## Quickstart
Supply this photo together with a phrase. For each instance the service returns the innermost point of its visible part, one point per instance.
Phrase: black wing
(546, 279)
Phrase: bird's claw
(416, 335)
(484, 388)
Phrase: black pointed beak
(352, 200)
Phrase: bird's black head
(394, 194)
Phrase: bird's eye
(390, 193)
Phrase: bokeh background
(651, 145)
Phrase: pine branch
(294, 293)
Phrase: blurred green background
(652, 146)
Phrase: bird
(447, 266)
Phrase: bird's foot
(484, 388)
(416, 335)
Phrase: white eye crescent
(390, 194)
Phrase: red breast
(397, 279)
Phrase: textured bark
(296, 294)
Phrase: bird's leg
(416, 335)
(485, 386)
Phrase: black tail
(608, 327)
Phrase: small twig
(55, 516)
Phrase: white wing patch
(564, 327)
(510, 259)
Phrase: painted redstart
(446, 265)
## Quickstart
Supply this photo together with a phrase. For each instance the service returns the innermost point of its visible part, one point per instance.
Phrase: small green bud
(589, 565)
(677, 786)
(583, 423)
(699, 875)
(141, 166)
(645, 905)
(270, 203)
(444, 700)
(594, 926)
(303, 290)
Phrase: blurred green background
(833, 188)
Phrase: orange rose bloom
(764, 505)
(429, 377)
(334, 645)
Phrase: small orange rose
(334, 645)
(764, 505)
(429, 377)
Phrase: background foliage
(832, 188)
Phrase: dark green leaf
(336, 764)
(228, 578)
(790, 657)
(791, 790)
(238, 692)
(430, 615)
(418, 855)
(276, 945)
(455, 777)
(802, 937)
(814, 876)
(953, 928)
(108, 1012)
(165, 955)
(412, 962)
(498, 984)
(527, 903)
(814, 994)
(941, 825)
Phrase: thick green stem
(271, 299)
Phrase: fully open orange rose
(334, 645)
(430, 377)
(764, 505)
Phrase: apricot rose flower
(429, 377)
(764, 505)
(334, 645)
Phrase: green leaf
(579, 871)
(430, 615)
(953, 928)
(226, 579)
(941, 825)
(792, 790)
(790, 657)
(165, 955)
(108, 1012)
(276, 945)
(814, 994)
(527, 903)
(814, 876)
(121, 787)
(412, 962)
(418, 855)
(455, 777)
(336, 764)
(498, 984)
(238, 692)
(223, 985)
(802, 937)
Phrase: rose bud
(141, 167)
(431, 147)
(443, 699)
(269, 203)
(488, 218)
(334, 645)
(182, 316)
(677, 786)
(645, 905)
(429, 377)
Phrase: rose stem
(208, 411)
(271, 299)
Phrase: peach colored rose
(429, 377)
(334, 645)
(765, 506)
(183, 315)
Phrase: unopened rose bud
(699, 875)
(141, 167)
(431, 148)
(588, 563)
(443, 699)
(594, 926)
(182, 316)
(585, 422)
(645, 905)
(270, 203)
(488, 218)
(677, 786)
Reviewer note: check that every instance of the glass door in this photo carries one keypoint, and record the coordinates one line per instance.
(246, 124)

> **Exercise details**
Every line of the material above is to be copied exactly.

> **Result below**
## Quickstart
Supply this photo together with a phrase. For each instance the service returns the innermost point of its visible part, one point per instance.
Phrase: black wing
(546, 279)
Phrase: bird's claw
(416, 335)
(484, 388)
Phrase: black pointed beak
(352, 200)
Phrase: bird's black head
(394, 194)
Phrase: bird's eye
(390, 193)
Phrase: bokeh background
(651, 145)
Phrase: pine branch
(294, 293)
Phrase: blurred green background
(652, 146)
Phrase: bird
(447, 266)
Phrase: bird's foot
(484, 388)
(416, 335)
Phrase: white eye crescent
(390, 194)
Phrase: red breast
(397, 279)
Phrase: textured bark
(296, 294)
Phrase: bird's leg
(416, 335)
(485, 386)
Phrase: black tail
(608, 327)
Phrase: small twig
(55, 516)
Phrase: white wing patch
(564, 327)
(510, 259)
Phrase: painted redstart
(446, 265)
## Quickstart
Supply this photo together with a phrase. For each instance the service returns the innermost point of its visible part, one point per instance.
Phrase: small green bud
(589, 565)
(677, 786)
(583, 423)
(699, 875)
(141, 166)
(645, 905)
(270, 203)
(444, 700)
(594, 926)
(303, 290)
Phrase: blurred green background
(833, 188)
Phrase: orange rose bloom
(764, 505)
(429, 377)
(334, 645)
Phrase: small orange rose
(334, 645)
(764, 505)
(429, 377)
Phrase: background foliage
(832, 188)
Phrase: dark green leaf
(336, 764)
(228, 578)
(790, 657)
(791, 790)
(238, 692)
(430, 615)
(418, 855)
(276, 945)
(455, 777)
(802, 937)
(814, 876)
(953, 928)
(108, 1012)
(165, 955)
(412, 962)
(498, 984)
(527, 903)
(814, 994)
(941, 825)
Phrase: thick green stem
(271, 299)
Phrase: fully open orange rose
(334, 645)
(430, 377)
(764, 505)
Phrase: apricot rose flower
(429, 377)
(764, 505)
(334, 645)
Phrase: green leaf
(579, 871)
(430, 615)
(953, 928)
(226, 579)
(941, 825)
(792, 790)
(790, 657)
(165, 955)
(108, 1012)
(276, 945)
(814, 994)
(527, 903)
(814, 876)
(121, 787)
(412, 962)
(418, 855)
(455, 777)
(336, 764)
(498, 984)
(238, 692)
(223, 985)
(802, 937)
Phrase: rose bud
(141, 167)
(431, 147)
(443, 699)
(269, 203)
(488, 218)
(334, 645)
(182, 316)
(677, 786)
(645, 905)
(429, 377)
Phrase: rose stem
(208, 411)
(271, 299)
Phrase: peach colored rose
(429, 377)
(334, 645)
(765, 506)
(183, 315)
Phrase: unopened rose bud
(699, 875)
(141, 167)
(431, 148)
(588, 563)
(443, 699)
(594, 926)
(182, 316)
(585, 422)
(645, 905)
(270, 203)
(488, 218)
(677, 786)
Reviewer note: check that every instance of the glass door in this photo carries one keypoint, and record the coordinates one line per instance.
(246, 124)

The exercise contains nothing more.